*** EXTRACT PROVIDED ***

About three to four years ago, renewable energy sector-focused startup Exalta had been tinkering around with an innovation called a ‘solar oxygen tree’, a way to produce oxygen using regenerative energy.
When the pandemic hit India last year, several doctors in Exalta’s Founder Ashutosh Verma’s circles contacted him and asked him to come up with a device that, using the right amount of energy, pressure, and other vital details, could produce oxygen.
Little did he know that his invention would prove most useful a year later, during one of the country’s worst healthcare crises ever.
Oxygen saturation levels are an important part of the screening and testing process of COVID-19 patients, and can help detect ‘COVID pneumonia’, a deadly condition, early on. Pulse oxygen readings below 95 percent indicate a lung problem, and below 92 percent to 90 percent may require supplemental oxygen, currently in short supply throughout the country.
Exalta’s mini, portable oxygen concentrator, produced locally in Noida, India, is a handy device that, using water and through the process of electrolysis, produces oxygen. The mini ventilator provides up to eight litres of oxygen per minute, and does not require any special set-up, except for electricity and RO or distilled water.

*** PROVIDED INFORMATION ***

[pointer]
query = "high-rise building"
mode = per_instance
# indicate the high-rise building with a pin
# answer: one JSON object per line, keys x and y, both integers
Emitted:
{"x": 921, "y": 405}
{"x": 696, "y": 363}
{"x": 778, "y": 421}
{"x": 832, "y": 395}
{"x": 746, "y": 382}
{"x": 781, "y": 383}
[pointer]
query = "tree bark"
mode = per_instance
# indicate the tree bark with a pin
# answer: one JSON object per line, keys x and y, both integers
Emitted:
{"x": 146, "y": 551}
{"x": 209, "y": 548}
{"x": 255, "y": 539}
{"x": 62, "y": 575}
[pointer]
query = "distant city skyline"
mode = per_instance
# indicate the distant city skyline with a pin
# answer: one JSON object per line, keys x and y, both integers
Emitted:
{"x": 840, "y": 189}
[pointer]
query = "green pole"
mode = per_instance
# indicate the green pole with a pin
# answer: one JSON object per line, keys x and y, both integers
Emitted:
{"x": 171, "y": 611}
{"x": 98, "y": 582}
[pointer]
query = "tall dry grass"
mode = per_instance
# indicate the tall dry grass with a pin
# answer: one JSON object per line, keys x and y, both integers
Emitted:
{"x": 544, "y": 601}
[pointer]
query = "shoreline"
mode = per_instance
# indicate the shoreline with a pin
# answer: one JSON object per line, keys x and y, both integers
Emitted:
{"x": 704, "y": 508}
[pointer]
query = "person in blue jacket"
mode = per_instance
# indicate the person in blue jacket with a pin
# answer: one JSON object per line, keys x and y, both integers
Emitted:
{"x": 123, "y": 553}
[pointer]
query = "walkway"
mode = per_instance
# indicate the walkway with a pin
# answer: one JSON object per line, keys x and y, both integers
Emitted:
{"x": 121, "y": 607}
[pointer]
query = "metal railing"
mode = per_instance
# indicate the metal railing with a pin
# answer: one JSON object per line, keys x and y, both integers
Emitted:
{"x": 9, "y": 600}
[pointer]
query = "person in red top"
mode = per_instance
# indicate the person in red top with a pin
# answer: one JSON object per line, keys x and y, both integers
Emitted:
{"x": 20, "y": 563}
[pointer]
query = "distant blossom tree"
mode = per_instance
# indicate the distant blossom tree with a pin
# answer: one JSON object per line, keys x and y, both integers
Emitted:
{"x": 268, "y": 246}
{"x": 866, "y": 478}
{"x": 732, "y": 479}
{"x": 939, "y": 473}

***

WHAT IS NEEDED — According to the piece on Exalta's portable oxygen concentrator, how much oxygen can the device provide per minute?

ANSWER BELOW — Up to eight litres of oxygen per minute.